» **PROBLEM DETAILS**
Exactly reproduce the lines from the line containing "Put a point on the white" to the end of the data below, inclusive, and nothing else.

» **RECORDS FOR THIS EXERCISE**
----
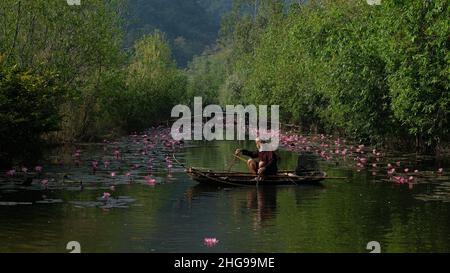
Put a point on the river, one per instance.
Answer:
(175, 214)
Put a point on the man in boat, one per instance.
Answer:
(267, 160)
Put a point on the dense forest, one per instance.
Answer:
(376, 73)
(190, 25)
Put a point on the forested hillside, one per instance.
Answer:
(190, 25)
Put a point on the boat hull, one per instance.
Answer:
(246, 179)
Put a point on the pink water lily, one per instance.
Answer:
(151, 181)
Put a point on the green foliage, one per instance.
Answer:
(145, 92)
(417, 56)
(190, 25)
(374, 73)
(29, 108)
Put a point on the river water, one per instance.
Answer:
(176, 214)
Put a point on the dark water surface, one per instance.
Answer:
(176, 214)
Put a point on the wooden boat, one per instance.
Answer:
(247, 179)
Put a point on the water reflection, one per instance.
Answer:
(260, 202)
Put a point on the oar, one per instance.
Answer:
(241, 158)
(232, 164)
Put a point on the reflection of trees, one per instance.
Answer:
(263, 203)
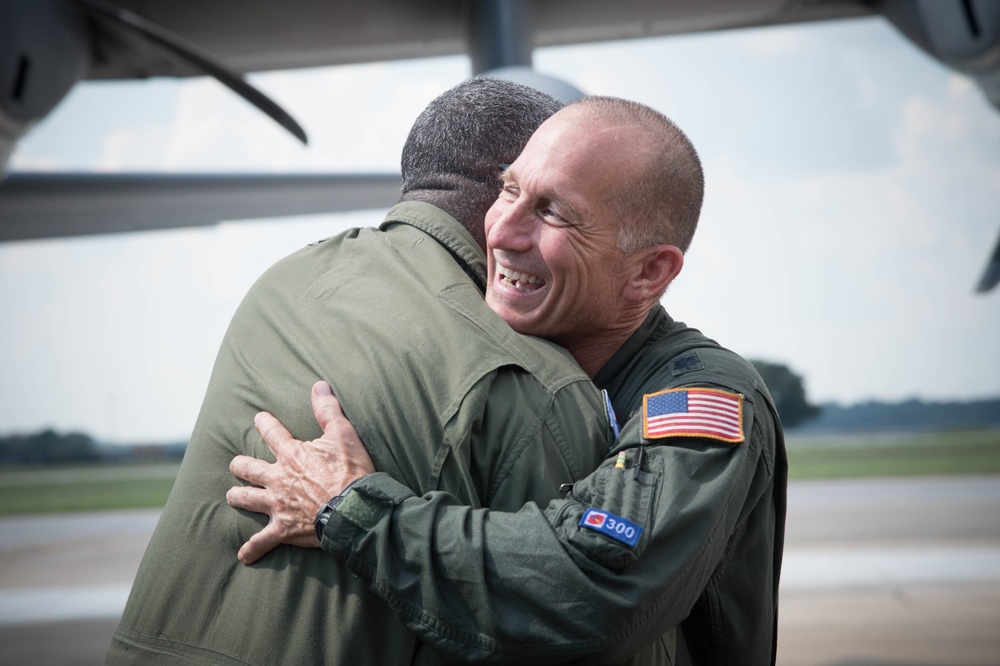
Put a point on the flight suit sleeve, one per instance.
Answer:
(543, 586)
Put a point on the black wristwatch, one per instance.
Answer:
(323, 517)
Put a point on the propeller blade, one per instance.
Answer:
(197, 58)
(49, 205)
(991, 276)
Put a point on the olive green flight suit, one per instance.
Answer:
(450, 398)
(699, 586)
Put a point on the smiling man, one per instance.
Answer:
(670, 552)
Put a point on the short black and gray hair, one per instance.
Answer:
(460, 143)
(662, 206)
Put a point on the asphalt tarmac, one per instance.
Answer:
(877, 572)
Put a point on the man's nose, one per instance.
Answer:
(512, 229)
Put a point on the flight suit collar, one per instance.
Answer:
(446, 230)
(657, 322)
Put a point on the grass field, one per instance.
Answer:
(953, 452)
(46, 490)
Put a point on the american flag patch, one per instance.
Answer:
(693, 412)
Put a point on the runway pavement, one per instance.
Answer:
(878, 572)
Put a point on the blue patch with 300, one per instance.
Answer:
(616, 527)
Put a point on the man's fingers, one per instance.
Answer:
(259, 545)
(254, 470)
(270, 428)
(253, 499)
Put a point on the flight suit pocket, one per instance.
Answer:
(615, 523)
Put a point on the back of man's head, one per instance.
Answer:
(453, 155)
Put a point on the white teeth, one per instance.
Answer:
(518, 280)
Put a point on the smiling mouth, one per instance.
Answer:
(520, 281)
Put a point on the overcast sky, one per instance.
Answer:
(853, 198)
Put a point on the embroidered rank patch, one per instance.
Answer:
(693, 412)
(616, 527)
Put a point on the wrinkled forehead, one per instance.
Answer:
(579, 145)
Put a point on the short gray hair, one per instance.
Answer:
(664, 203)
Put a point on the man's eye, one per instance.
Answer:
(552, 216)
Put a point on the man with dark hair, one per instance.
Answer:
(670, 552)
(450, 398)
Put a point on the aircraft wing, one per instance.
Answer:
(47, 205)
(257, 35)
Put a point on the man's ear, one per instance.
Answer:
----
» **ANSWER TO THIS TASK**
Put a point on the white teeth, one per instance.
Answer:
(518, 280)
Put a point on the smiling mouth, one per instance.
Answer:
(520, 281)
Put a point on the overcast sky, one per instance.
Answer:
(853, 198)
Put a point on the embroidered rank patch, one per instance.
Answer:
(693, 412)
(616, 527)
Put a point on the wrinkled forehead, one per instance.
Answer:
(579, 145)
Put a point on the short gray hair, one per instance.
Answer:
(664, 203)
Put a point on the man's eye, one per instance.
Answer:
(552, 216)
Put a point on the man with dark hair, one per instance.
Answer:
(670, 552)
(450, 398)
Put a point on the aircraft wing, one per instance.
Answer:
(47, 205)
(257, 35)
Put a point on the man's ear, one per instance.
Answer:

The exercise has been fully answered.